##### INFORMATION SUPPLIED

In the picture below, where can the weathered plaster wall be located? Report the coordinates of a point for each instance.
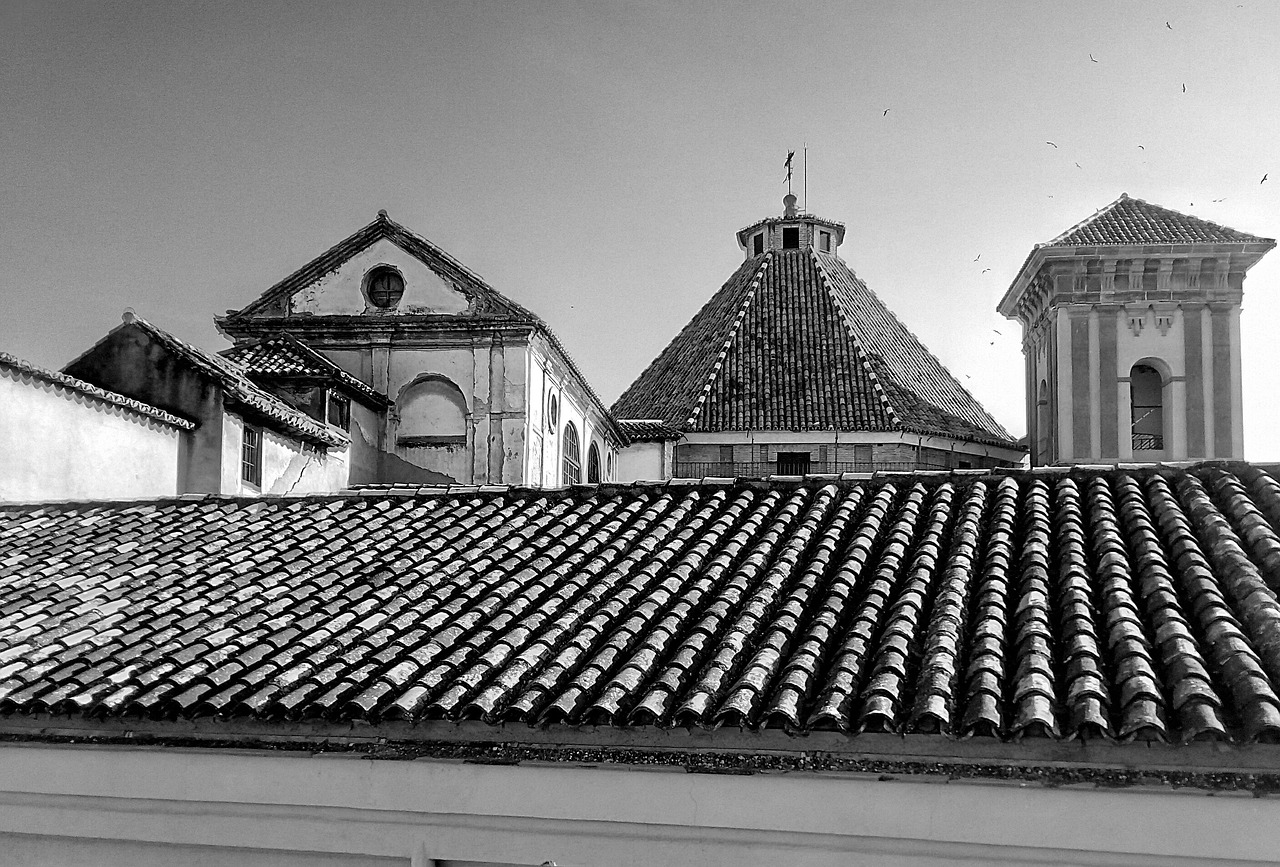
(58, 443)
(350, 810)
(288, 465)
(366, 432)
(342, 291)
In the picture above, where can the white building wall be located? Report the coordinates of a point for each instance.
(62, 803)
(59, 443)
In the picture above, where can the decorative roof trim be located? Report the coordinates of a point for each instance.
(82, 387)
(732, 334)
(237, 387)
(858, 343)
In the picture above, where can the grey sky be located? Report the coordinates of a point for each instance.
(594, 160)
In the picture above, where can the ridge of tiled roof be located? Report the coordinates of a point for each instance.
(236, 384)
(485, 301)
(648, 430)
(284, 355)
(1130, 220)
(26, 368)
(1123, 603)
(794, 341)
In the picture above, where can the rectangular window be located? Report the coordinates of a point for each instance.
(339, 411)
(792, 462)
(251, 455)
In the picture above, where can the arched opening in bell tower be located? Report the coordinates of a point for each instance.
(1147, 407)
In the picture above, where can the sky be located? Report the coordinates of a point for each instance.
(594, 160)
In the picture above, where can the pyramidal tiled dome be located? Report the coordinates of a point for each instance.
(795, 341)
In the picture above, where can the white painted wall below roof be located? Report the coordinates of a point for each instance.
(58, 443)
(254, 808)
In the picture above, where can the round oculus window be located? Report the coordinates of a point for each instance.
(384, 287)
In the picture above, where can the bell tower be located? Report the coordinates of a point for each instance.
(1132, 337)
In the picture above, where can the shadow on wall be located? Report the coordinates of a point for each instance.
(397, 470)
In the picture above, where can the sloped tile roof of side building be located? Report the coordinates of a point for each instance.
(1123, 610)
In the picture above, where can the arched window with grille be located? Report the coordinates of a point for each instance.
(572, 461)
(1147, 407)
(593, 464)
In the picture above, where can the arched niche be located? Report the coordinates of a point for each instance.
(1042, 423)
(572, 459)
(432, 411)
(593, 464)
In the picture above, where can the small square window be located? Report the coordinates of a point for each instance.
(792, 462)
(339, 411)
(251, 455)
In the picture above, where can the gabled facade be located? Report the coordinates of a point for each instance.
(796, 366)
(1132, 337)
(479, 389)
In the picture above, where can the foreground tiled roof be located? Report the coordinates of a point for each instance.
(283, 356)
(1118, 603)
(794, 341)
(1136, 222)
(30, 370)
(236, 384)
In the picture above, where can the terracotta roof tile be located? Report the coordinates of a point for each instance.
(1136, 222)
(794, 341)
(1127, 605)
(283, 356)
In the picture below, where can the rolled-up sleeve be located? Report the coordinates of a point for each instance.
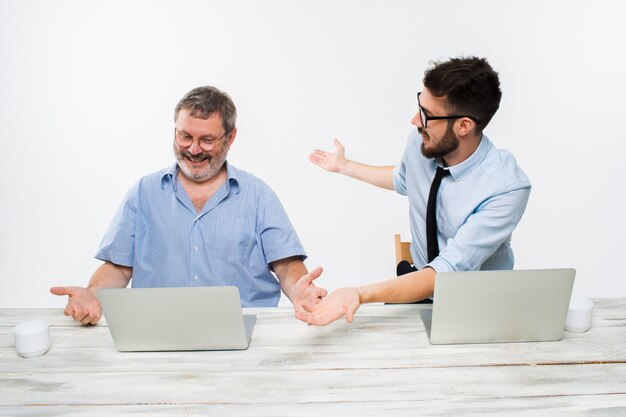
(484, 232)
(117, 245)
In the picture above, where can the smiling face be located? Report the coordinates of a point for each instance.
(195, 163)
(438, 139)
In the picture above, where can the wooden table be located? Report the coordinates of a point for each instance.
(381, 365)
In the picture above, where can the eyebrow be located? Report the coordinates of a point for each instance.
(428, 112)
(209, 136)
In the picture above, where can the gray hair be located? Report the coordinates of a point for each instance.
(202, 102)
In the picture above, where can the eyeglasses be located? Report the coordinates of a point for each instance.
(185, 140)
(425, 118)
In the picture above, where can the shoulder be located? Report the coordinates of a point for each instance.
(248, 183)
(501, 166)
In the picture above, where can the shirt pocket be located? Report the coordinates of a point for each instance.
(233, 239)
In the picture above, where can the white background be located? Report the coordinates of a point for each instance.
(87, 91)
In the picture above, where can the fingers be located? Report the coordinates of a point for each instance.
(308, 278)
(318, 157)
(316, 319)
(61, 290)
(350, 312)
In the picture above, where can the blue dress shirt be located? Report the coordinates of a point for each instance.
(231, 241)
(478, 206)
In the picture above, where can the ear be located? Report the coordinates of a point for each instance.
(231, 137)
(465, 126)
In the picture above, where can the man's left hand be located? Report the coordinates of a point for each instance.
(306, 294)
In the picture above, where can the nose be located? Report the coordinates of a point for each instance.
(417, 120)
(195, 148)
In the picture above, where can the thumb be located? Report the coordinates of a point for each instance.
(350, 310)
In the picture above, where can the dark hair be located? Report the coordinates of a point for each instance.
(470, 85)
(202, 102)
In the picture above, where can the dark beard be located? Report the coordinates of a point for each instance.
(448, 143)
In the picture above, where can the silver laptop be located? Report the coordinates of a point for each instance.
(162, 319)
(500, 306)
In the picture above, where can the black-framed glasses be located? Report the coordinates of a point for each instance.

##########

• _SHORT TASK_:
Rewrite the data from the line with "In the picture above, where can the silver" through the end, changing "silver laptop" to "gray laptop" and leaving everything else unchanged.

• _COMPLETE ANSWER_:
In the picture above, where can the gray laptop be located? Report the coordinates of a point for each instance.
(162, 319)
(500, 306)
In the picture above, where can the black-framed glasses be located? Report the coordinates of a point for each instance.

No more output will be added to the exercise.